Exercise aim
Using the listing below, return every line that includes "pavement".

——

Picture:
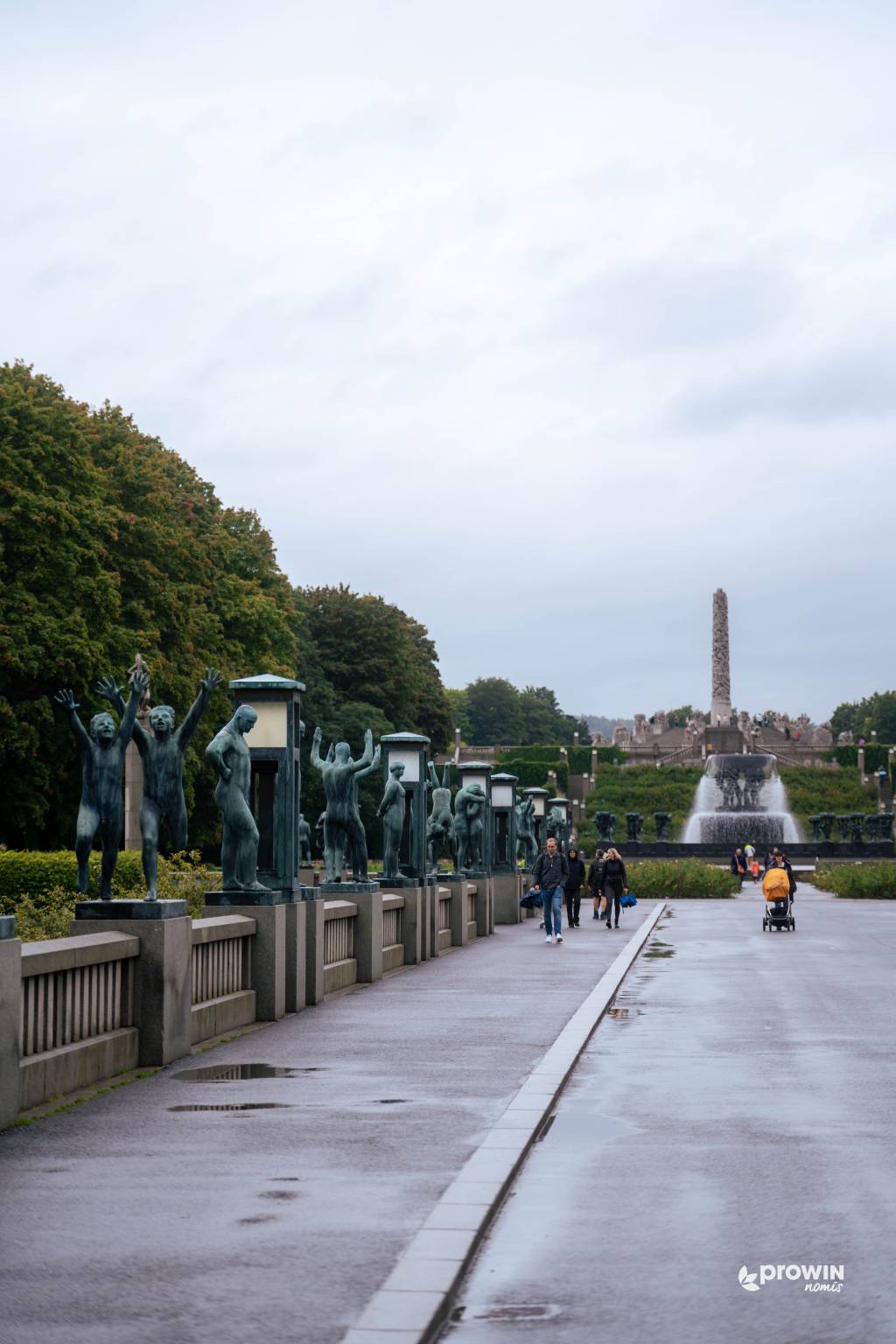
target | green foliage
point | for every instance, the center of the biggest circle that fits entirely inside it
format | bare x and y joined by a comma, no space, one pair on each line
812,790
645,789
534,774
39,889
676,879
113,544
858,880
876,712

——

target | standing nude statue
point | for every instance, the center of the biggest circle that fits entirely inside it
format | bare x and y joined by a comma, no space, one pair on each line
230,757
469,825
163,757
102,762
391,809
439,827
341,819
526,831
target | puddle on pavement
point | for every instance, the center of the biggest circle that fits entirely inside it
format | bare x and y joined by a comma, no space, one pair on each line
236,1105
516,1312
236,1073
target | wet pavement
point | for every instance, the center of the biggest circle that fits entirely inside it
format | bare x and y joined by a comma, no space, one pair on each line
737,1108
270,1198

——

Exercise answer
target | puddle on pavement
target | wet pavement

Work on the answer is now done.